Collection entries
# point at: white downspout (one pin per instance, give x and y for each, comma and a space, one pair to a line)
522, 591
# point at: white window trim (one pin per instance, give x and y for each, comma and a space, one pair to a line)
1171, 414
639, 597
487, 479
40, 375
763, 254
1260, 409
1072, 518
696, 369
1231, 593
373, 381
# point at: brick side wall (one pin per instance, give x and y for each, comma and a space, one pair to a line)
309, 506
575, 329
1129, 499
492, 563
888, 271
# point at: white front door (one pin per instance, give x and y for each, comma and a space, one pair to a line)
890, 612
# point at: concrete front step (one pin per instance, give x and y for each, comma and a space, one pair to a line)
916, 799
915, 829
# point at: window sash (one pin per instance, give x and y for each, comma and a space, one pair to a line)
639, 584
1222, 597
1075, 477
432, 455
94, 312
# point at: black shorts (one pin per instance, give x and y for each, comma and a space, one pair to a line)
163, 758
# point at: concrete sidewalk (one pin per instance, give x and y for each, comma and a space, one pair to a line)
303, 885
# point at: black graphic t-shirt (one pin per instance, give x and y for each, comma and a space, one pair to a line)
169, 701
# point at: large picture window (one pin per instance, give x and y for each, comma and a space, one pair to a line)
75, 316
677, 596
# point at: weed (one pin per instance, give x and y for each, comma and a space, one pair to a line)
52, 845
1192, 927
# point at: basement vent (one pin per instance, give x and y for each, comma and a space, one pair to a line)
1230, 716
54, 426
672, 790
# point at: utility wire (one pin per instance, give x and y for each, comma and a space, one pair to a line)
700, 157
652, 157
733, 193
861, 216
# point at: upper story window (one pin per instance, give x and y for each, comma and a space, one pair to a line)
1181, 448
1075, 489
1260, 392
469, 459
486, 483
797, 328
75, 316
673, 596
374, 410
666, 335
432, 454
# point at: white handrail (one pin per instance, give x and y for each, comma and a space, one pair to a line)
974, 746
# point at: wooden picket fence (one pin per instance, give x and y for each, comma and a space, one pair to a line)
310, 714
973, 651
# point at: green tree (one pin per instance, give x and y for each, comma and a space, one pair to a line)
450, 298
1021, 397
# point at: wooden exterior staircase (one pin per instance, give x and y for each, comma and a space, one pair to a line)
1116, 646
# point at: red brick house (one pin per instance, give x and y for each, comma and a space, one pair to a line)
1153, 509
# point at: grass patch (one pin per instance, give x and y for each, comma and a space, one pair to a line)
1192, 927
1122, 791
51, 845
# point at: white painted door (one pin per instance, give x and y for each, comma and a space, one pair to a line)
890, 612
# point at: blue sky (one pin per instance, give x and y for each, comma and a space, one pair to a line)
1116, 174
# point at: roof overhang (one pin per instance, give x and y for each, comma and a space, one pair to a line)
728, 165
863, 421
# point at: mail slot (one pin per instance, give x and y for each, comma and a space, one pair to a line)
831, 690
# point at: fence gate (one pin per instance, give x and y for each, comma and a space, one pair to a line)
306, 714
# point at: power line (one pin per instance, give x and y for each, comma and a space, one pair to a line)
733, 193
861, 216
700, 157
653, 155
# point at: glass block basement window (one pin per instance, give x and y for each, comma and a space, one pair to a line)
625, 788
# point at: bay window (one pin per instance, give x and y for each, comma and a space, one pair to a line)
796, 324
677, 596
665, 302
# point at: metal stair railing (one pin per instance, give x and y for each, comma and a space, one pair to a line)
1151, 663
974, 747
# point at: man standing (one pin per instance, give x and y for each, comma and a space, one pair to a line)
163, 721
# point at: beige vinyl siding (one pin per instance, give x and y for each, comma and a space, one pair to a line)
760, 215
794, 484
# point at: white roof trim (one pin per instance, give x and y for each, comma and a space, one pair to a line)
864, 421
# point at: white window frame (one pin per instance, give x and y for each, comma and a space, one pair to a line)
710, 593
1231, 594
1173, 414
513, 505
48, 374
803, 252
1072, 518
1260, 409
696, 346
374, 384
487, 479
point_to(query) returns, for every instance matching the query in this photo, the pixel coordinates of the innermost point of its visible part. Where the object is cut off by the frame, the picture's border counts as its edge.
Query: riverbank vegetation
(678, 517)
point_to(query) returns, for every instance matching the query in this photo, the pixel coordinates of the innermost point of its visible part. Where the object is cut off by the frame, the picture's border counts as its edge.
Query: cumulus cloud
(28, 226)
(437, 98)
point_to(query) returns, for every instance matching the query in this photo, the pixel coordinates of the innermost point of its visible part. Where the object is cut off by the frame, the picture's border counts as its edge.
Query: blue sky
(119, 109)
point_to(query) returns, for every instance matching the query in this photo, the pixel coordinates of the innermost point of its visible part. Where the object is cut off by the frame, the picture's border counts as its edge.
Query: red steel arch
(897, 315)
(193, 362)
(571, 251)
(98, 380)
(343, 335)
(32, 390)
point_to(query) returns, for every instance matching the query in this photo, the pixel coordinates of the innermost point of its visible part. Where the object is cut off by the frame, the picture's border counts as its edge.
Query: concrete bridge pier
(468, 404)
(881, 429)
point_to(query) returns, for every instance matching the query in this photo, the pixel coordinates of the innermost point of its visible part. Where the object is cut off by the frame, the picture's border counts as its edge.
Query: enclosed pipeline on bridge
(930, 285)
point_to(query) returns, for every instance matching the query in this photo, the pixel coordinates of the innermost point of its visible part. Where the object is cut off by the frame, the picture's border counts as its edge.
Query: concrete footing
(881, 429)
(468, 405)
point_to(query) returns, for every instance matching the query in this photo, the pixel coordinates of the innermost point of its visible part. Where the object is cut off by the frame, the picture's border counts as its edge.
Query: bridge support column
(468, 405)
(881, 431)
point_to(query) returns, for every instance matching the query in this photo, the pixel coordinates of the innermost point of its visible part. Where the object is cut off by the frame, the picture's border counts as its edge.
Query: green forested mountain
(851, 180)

*WORK INSTRUCTIONS*
Quote all of the entries exactly as they appear.

*CORRECT OUTPUT*
# point at: white downspout (one pin per instance, give x and y for each, comma and a space, one pair to a line)
522, 591
# point at: white window trim (one pin per instance, give x and y for each, comma and a space, one pair to a line)
1171, 414
639, 597
487, 479
40, 375
763, 254
1260, 409
1072, 518
696, 369
1231, 593
373, 381
# point at: brick side wall (one pin per instance, give x and y for each, comma and a space, one pair to a line)
309, 506
575, 329
1129, 499
492, 563
888, 271
# point at: white front door (one pin per instance, give x and y for each, comma and a space, one pair to a line)
890, 612
# point at: concrete front step (one pin per instance, give x and y for each, comma and a space, one pair to a line)
916, 799
915, 829
# point at: window sash (one pin per instance, give x and y for each, comma and a space, one pair to a line)
639, 584
1222, 597
1075, 477
432, 455
94, 312
# point at: black shorts (one pin per instance, give x and y for each, comma and a space, one pair to a line)
163, 758
# point at: concrete sidewalk (one pin per instance, give x and y for each, comma and a space, one pair to a line)
303, 885
# point at: black graphic t-shirt (one pin per instance, give x and y for each, comma and a space, one pair to a line)
169, 701
# point at: large picture window (one pin per instance, give x and y for each, comma and a space, one pair to a line)
75, 316
677, 596
# point at: weed (one pin per instance, give x and y for each, comma and a space, one pair to a line)
52, 845
1192, 927
# point at: basement vent (one pin per instance, give x and y for each, comma and a space, one pair to a line)
1230, 716
54, 426
672, 790
# point at: utility wire (one pin per instance, give x and y for each, comma and a space, one pair to a line)
700, 157
652, 157
733, 193
861, 216
# point at: upper story window (one pin per instance, give x and y for each, comma and a space, one pair to a line)
1181, 448
1075, 489
1260, 392
469, 459
486, 483
797, 328
75, 316
673, 596
374, 410
666, 335
432, 454
# point at: white handrail (one pin per instance, give x and y for each, comma and a space, one pair to a line)
974, 746
# point at: wooden picket fence (one pin per instance, give x and y for each, comma and a space, one pair to a line)
310, 714
973, 651
# point at: green tree (one pin per instance, give x and y for each, comma and a space, one pair to a line)
450, 298
1021, 397
# point at: wooden exterior staircase (one pin per instance, give x and y for each, comma and a space, one pair to a line)
1116, 646
# point at: red brick house (one pin per instance, give x and y for each, comma and a space, one pair to a line)
1153, 509
# point at: grass patch (one pin per instance, give x and y for each, comma and a space, one pair to a line)
1192, 927
1122, 791
51, 845
# point at: white painted door (one pin per instance, give x and y for each, comma and a space, one pair to a line)
890, 612
# point at: blue sky (one pin per instance, give x and y for each, comma and a space, one pair to a line)
1116, 174
# point at: roof overhang (one pin per instance, give x and y for each, comma and a space, one pair to a line)
728, 165
863, 421
# point at: mail slot (one pin per instance, give x and y for each, comma and a space, one pair to a line)
831, 690
# point at: fence gate (one pin per instance, give x and y for each, comma and a space, one pair to a line)
306, 714
# point at: power line (one pin per instance, give x and y for each, comma and a space, one pair to a line)
733, 193
861, 216
700, 157
653, 155
# point at: glass block basement window (one pin per instance, give x and y for each, comma and a space, one pair to a line)
625, 788
# point at: bay window (one pin per instance, give x and y for each, comma and a space, one pair to a line)
796, 324
677, 596
665, 302
# point at: metal stair railing (one pin per instance, give x and y for each, comma and a space, one pair to a line)
1151, 663
974, 747
# point at: man standing (one pin per instance, give x and y for each, comma and a space, one pair to a line)
163, 721
# point at: beige vinyl siding (one pin per instance, give x and y for each, comma and a space, one pair to a line)
760, 215
794, 484
# point at: white roof trim (one pin per instance, give x and y for each, comma and a space, one pair to a line)
864, 421
# point at: white window frame (one pin per instance, give x and y for each, comma and a space, one pair to a line)
710, 593
1231, 594
1173, 414
513, 505
48, 374
803, 252
1072, 518
1260, 409
696, 346
374, 384
487, 479
point_to(query) returns, for every instance matching the query in this photo, the pixel coordinates of the innermost point of its visible part. Where the object is cut off by the frame, the picture's border counts as its edge.
Query: riverbank vegetation
(678, 517)
point_to(query) returns, for every instance matching the query in this photo, the pixel coordinates of the innermost point of its visible part. Where the object is cut off by the frame, the picture's border counts as its edge.
Query: cumulus cloud
(28, 226)
(437, 98)
point_to(query) returns, for every instance matching the query in this photo, the pixel coordinates of the innermost point of its visible part. Where the object is cut off by the frame, the picture's border counts as its edge.
Query: blue sky
(119, 109)
point_to(query) returns, for every instance matching the query in this photo, the pixel coordinates of the innermost point of its visible part. Where the object is cut off by the frame, the picture's border counts as its edge.
Query: red steel arch
(897, 315)
(193, 362)
(571, 251)
(98, 380)
(343, 335)
(32, 390)
point_to(query) returns, for every instance matching the query in this photo, the pixel coordinates of the innermost point of its visible part. Where the object is cut off by the frame, the picture's border counts as its edge.
Query: concrete bridge pier
(468, 404)
(881, 429)
point_to(query) returns, for every instance matching the query in this photo, the pixel coordinates of the innermost point of its visible part. Where the object is cut off by the frame, the picture's border counts as its edge.
Query: enclosed pipeline on bridge
(930, 285)
point_to(query) returns, for every instance matching the query in this photo, the pixel coordinates of the innermost point of its visible part. Where the object is cut off by the frame, the picture's border counts as its edge.
Query: concrete footing
(881, 429)
(468, 405)
point_to(query) returns, for every instance matching the query in this photo, the pixel coordinates of the innermost point of its visible part. Where the object is cut off by the frame, the picture's border counts as its edge.
Query: bridge support column
(468, 405)
(881, 431)
point_to(query) returns, for every instance matching the query in this photo, the pixel coordinates of the innermost point of its visible part. Where the object is cut off by the frame, the picture's border counts as its edge.
Query: green forested mountain
(851, 180)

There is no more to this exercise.